● Material provided

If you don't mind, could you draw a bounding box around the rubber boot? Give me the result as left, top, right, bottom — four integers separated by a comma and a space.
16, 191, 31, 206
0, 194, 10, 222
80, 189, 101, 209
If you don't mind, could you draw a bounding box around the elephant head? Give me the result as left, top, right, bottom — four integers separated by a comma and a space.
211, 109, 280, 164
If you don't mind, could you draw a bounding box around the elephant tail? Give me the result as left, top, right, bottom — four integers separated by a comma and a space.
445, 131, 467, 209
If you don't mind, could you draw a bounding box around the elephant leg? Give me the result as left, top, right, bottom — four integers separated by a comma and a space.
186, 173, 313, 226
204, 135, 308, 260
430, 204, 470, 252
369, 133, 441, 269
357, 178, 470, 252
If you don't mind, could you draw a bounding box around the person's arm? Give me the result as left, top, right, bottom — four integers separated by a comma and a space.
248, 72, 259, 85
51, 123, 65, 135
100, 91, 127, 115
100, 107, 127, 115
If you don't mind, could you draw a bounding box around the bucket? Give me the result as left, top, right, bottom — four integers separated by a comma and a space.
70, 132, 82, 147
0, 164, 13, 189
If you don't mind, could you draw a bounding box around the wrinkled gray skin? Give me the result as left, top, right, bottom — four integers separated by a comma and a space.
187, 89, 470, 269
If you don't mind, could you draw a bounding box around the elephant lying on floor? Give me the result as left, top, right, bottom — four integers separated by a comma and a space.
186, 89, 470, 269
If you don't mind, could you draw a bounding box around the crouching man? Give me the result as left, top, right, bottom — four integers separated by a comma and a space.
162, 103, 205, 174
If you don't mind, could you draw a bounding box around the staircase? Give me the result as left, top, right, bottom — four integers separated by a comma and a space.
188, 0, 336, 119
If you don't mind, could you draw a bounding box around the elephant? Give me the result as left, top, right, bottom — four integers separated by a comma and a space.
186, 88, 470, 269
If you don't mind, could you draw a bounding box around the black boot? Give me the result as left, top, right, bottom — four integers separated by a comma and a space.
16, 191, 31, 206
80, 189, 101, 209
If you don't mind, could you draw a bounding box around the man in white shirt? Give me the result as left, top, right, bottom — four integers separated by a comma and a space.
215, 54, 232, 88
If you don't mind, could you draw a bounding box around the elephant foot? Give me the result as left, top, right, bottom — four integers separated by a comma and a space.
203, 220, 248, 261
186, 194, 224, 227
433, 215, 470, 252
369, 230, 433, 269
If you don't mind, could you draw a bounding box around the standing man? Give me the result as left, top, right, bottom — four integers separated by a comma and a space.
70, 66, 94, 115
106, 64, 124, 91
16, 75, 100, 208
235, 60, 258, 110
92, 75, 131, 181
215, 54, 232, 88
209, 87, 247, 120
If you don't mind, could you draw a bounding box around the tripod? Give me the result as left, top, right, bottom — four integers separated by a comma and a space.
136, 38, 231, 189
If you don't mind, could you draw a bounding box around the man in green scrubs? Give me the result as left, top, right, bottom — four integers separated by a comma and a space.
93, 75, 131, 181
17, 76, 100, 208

--

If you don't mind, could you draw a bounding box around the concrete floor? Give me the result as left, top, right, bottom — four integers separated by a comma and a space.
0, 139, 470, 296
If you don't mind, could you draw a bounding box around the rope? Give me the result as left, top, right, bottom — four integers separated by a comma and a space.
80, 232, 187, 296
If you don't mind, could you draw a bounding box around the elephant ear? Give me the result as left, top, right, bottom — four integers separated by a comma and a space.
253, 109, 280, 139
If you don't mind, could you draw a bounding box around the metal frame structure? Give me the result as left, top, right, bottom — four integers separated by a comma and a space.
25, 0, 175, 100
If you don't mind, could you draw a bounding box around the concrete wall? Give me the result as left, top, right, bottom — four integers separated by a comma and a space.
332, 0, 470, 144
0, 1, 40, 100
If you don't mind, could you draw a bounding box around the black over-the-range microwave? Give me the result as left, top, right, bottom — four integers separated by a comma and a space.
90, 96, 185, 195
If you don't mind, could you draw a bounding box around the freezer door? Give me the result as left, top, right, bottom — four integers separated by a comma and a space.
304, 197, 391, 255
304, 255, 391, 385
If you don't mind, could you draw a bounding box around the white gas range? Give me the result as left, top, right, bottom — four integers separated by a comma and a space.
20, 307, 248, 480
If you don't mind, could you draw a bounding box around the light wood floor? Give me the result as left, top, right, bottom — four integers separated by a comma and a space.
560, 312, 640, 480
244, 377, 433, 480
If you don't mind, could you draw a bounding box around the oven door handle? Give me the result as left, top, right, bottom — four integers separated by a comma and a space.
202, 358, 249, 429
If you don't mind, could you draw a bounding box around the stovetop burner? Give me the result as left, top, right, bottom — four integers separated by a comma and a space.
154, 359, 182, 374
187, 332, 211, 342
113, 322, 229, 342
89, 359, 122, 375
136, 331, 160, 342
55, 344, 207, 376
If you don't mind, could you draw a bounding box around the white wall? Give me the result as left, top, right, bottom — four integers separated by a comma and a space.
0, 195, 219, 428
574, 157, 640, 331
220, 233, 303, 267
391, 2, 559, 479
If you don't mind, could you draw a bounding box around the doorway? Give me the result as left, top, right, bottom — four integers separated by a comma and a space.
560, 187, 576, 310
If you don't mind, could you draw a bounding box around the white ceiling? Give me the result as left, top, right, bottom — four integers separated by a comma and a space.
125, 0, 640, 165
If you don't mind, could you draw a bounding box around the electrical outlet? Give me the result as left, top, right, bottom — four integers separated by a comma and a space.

● Stated task
Write everything from the line containing "around the standing" down to the line containing "17, 76, 100, 208", both of those lines included, as a JSON list of strings with one string per line and blank lines left out.

● Exercise response
[
  "If you don't mind, could you draw a bounding box around the standing man? Give me the result as left, top, right, bottom — four integers separated by a comma and a space.",
  "70, 66, 94, 115",
  "106, 64, 124, 91",
  "16, 75, 100, 208",
  "235, 60, 258, 110",
  "92, 75, 131, 181",
  "215, 54, 232, 88",
  "209, 87, 247, 120",
  "If you don't mind, could you draw a bounding box around the tripod? Give me the result as left, top, right, bottom — four integers separated by a comma and a space.",
  "136, 38, 231, 189",
  "If you don't mind, could you draw a bounding box around the man in green scrubs? Give me the result as left, top, right, bottom — four integers separated by a comma and a space.",
  "93, 75, 131, 181",
  "17, 76, 100, 208"
]